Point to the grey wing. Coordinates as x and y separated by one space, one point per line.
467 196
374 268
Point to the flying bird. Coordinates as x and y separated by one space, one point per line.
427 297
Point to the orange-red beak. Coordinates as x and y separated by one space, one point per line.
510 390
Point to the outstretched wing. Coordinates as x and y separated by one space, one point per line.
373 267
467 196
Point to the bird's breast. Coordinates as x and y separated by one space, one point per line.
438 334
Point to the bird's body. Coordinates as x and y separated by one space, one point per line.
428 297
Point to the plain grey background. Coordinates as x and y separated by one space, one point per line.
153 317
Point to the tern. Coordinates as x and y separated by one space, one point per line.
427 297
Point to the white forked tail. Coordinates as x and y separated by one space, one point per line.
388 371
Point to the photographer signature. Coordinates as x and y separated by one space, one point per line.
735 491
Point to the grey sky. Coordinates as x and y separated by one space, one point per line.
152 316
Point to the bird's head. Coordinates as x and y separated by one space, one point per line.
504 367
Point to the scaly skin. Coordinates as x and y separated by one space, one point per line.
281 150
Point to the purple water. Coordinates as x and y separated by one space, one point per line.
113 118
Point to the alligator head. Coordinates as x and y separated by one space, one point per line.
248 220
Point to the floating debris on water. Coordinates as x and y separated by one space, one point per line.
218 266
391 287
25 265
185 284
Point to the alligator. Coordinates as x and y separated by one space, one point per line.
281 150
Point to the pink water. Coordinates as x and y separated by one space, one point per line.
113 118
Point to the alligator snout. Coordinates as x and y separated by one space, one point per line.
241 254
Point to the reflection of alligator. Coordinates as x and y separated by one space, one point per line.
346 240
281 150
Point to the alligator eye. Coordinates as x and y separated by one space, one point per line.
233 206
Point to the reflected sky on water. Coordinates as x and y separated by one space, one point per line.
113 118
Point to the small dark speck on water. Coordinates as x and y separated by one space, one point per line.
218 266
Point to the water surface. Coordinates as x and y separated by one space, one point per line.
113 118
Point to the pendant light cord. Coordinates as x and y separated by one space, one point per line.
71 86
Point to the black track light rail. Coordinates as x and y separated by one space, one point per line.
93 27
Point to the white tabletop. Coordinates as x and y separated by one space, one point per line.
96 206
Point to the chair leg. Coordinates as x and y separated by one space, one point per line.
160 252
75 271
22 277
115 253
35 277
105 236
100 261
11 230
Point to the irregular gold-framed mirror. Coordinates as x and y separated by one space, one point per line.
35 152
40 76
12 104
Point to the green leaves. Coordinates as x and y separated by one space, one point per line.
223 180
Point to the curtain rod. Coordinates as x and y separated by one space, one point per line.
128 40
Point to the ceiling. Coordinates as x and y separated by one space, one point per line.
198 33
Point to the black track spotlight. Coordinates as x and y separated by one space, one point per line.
════
Task directions - Reproduce every one of the records above word for word, each on its own line and in the same order.

Exercise result -
Point to the grey wing. Coordinates as x and y separated by one space, one point per line.
467 196
374 268
Point to the flying bird. Coordinates as x and y separated by one space, one point per line.
427 297
Point to the orange-red beak. Coordinates as x and y separated by one space, one point per line.
510 390
Point to the outstretched wing. Coordinates as x and y separated by one space, one point per line.
373 267
467 196
Point to the bird's breast. Coordinates as x and y separated by one space, one point per line.
438 334
Point to the bird's body. Coordinates as x and y separated by one space, one point per line.
428 297
Point to the plain grey background. Coordinates as x and y separated by one space, one point per line.
153 317
Point to the tern. Coordinates as x and y separated by one space, one point per line.
427 297
Point to the white forked tail. Coordinates as x and y separated by one space, one point per line.
388 371
Point to the photographer signature. Coordinates as x and y separated by one space, one point per line.
735 491
Point to the grey sky. Coordinates as x and y separated by one space, one point per line.
152 316
Point to the bird's head. Coordinates as x and y separated by one space, one point per line.
504 367
Point to the scaly skin. Coordinates as x and y separated by one space, one point per line.
281 150
Point to the purple water. Coordinates as x and y separated by one space, one point per line.
113 118
Point to the alligator head. Coordinates as x and y separated by one space, one point per line.
248 220
Point to the floating debris on water. Coordinates as x and y separated by one space, one point per line.
218 266
391 287
25 265
185 284
Point to the alligator. Coordinates as x and y separated by one space, one point per line.
281 150
Point to the pink water. Coordinates as x and y separated by one space, one point per line.
113 118
Point to the alligator snout. Coordinates as x and y separated by one space, one point per line.
241 254
Point to the reflection of alligator. Coordinates as x and y separated by one space, one point per line.
346 240
281 150
Point to the alligator eye. Coordinates as x and y separated by one space, one point per line.
233 206
Point to the reflected sky on water. Coordinates as x and y separated by one space, one point per line.
113 118
Point to the small dark speck on water. Coordinates as x and y separated by one space, one point per line.
218 266
Point to the water surface. Coordinates as x and y separated by one space, one point per line.
113 118
Point to the pendant light cord. Coordinates as x and y separated by one space, one point per line.
71 86
Point to the black track light rail. Coordinates as x and y separated by one space, one point per line.
93 27
Point to the white tabletop. Coordinates as x and y separated by one space, one point per line.
96 206
Point to the chair leg. Coordinates as x and y separated by one space, one point per line.
160 252
75 271
22 277
115 253
35 277
105 236
100 261
11 230
Point to the irregular gold-framed mirror. Coordinates as x and y separated by one space, one point per line.
35 152
40 76
12 104
Point to the green leaves. Coordinates as x and y separated by one space, one point per line.
223 180
Point to the curtain rod. Coordinates as x and y separated by one space, one point per line.
128 40
Point to the ceiling. Coordinates as x and y separated by one space, one point per line.
198 33
Point to the black track spotlight. Coordinates as x and y separated by one space, one point per line.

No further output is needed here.